··· Extract provided ···

Note that the theorem Pinter quotes does not require that $1+\omega$ and $\omega+1$ are isomorphic. It is still possible, and that much is in fact true, that $1+\omega$ is isomorphic to a proper initial segment of $\omega+1$.

Moreover, a Cantor-Bernstein "like" theorem for well-ordered sets is in fact true: If $A$ and $B$ are two well-ordered sets such that there are order-embeddings from $A$ into $B$ and from $B$ into $A$, then $A$ and $B$ are isomorphic.

But this doesn't contradict my above answer either. Simply because there is no order-preserving injection from $\omega+1$ into $\omega$.

Answer 2

There is no contradiction here. While it's certainly true that $\omega+1$ and $1+\omega$ have the same number of elements, and there's therefore a bijection between their elements, isomorphism of wellorders is more demanding.

Let $(A,\leq_A)$ and $(B,\leq_B)$ be wellorders. They are isomorphic iff there's a bijection $f:A\to B$ between them such that $f(x)\leq_B f(y) \iff x\leq_A y$. Being in bijection and also being a bijection on sets that have wellorders is a necessary condition, but far from a sufficient one, for isomorphism of ordinals; in particular, there is no bijection $f$ between the two ordinal sums you mention that satisfies the condition above.

··· Raw data ···

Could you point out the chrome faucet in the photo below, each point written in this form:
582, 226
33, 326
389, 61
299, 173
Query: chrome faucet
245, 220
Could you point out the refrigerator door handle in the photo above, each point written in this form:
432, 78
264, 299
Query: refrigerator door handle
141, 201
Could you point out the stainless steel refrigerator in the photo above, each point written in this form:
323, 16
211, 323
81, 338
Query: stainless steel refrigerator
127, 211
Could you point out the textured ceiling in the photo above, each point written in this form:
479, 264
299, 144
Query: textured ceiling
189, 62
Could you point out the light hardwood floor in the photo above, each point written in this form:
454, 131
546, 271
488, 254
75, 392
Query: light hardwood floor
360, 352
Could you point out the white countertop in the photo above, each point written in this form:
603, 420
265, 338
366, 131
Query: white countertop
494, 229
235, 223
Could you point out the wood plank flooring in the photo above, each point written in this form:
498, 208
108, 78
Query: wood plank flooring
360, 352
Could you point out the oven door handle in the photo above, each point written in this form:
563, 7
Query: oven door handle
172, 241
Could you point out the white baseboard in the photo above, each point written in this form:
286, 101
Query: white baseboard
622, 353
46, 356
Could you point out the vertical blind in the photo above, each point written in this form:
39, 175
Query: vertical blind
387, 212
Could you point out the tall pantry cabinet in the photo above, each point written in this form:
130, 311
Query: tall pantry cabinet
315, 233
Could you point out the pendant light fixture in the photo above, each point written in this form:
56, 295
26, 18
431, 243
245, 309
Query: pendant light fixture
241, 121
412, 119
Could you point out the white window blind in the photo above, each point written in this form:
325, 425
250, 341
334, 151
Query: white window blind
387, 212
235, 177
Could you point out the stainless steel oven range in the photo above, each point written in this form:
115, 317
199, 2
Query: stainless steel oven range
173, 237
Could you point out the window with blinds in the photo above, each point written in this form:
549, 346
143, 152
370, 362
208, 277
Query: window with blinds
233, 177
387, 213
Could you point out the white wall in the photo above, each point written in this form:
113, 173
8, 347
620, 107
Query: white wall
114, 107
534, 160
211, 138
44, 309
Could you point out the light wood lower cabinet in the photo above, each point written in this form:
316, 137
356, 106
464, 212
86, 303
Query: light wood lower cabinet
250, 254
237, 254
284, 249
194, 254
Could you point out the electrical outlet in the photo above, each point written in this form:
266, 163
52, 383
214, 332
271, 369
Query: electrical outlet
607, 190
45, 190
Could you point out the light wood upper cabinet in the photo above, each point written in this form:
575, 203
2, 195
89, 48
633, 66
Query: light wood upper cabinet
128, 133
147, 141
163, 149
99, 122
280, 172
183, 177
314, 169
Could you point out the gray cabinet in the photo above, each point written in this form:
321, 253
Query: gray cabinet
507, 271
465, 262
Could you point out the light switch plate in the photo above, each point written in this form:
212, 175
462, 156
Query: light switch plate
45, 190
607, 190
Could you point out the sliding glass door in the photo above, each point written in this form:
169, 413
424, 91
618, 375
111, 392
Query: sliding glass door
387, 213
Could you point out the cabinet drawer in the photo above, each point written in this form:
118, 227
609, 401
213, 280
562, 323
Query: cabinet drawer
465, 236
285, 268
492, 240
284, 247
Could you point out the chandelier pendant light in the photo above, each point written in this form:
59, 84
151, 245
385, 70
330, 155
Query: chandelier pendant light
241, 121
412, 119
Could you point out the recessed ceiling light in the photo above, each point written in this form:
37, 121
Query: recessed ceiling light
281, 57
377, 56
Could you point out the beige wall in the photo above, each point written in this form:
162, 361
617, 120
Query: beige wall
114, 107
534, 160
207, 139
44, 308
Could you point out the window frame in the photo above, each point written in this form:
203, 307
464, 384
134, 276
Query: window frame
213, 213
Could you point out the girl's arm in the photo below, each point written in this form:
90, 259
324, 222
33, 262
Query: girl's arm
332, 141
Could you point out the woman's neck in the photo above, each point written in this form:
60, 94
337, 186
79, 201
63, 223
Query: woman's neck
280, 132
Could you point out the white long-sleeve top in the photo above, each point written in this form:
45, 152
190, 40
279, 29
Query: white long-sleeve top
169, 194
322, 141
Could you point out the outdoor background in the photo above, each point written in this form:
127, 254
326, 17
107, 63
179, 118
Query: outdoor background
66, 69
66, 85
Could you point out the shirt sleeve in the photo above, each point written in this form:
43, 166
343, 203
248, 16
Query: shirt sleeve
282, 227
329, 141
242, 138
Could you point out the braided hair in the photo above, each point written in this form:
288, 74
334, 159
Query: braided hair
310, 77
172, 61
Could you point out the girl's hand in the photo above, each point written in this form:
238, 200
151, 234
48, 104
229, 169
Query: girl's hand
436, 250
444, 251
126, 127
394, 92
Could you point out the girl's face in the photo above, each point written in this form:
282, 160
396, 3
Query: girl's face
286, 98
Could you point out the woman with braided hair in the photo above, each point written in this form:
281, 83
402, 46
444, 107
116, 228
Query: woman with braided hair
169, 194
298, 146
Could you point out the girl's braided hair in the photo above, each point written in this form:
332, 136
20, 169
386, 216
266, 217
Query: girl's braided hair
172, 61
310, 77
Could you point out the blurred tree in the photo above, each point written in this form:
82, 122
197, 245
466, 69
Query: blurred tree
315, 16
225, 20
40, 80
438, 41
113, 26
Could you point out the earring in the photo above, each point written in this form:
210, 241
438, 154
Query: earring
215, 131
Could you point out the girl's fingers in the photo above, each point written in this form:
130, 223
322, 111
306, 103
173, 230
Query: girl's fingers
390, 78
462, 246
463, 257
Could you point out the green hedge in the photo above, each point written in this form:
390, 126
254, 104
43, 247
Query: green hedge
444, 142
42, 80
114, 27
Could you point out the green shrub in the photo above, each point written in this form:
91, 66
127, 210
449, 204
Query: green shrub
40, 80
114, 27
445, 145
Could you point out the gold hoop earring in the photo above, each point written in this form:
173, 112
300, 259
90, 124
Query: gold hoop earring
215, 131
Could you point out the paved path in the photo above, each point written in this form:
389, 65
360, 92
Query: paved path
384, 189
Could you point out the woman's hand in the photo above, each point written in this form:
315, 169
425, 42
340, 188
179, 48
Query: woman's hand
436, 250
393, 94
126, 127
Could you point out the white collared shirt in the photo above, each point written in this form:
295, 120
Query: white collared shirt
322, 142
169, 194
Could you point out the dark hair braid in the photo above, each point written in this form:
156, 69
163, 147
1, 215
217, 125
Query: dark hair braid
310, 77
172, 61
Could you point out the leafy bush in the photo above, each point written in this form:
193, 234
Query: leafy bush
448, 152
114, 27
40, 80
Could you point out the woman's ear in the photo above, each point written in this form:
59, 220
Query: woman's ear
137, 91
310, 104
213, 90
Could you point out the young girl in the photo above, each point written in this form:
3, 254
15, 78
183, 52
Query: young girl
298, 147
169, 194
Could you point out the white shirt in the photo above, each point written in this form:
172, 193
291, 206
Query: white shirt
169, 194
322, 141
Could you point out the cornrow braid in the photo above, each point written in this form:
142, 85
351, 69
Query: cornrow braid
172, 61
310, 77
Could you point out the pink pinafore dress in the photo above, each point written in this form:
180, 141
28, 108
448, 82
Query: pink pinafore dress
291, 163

···

*What this exercise asks*.
(1) For the passage on well-orders, decide whether each statement agrees with it. Answer yes or no, and quote the deciding words. (a) There is an order-preserving injection from $\omega+1$ into $\omega$. (b) $\omega+1$ and $1+\omega$ have the same number of elements. (c) Being in bijection is sufficient for isomorphism of ordinals.
(2) Recast the paragraph of the passage on well-orders that begins "Let $(A,\leq_A)$ and $(B,\leq_B)$ be wellorders" as a short list that keeps its main facts.
(3) Continue the passage on well-orders from where it stops.
The rows have no connection to the passage on well-orders.

*Answer set*.
(1)
(a) No: "there is no order-preserving injection from $\omega+1$ into $\omega$"
(b) Yes: "$\omega+1$ and $1+\omega$ have the same number of elements"
(c) No: "a necessary condition, but far from a sufficient one, for isomorphism of ordinals"

(2)
- Wellorders $(A,\leq_A)$ and $(B,\leq_B)$ are isomorphic iff some bijection $f:A\to B$ satisfies $f(x)\leq_B f(y) \iff x\leq_A y$.
- Being in bijection is necessary for isomorphism of ordinals but far from sufficient.
- No bijection $f$ between the two ordinal sums in question satisfies that condition.

(3)
Answer 3

A well-ordering exists on both, but the ordinal orderings on $1+\omega$ and $\omega+1$ are different. The former has no maximal element, the latter has one.

Answer 4

$\omega+1$ and $1+\omega=\omega$ have the same cardinality and thus there's a bijection $f$ from $\omega+1$ onto $\omega$. $\in$ is the canonical well-ordering on $\omega+1$ and so via $f$ you'll get a well-ordering $<_f$ on $\omega$, namely $\alpha <_f \beta$ iff $f^{-1}(\alpha) \in f^{-1}(\beta)$ for $\alpha,\beta\in\omega$. However, this well-ordering is not the same as the well-ordering $\in$ on $\omega$. Likewise, you can "project" the well-ordering $\in$ from $\omega$ to $\omega+1$ via $f^{-1}$ but what you'll get will not be $\in$ on $\omega+1$.